Point annotation dataset records
+ + + + +
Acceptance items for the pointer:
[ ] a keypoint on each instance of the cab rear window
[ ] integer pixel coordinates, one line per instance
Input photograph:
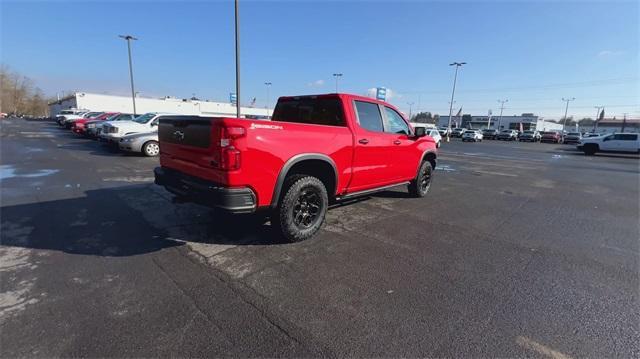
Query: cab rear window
(315, 111)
+ + + + +
# WORK TO DO
Rewrite the entries with every "cab rear window" changed to "truck back window" and nothing else altered, leaving out the pictures.

# TASK RESULT
Acceptance items for the pointer:
[ ] a keypoint on each instance of the truck back window
[ ] integer pixel coordinates, one line per instance
Input photograph:
Query: truck back window
(315, 111)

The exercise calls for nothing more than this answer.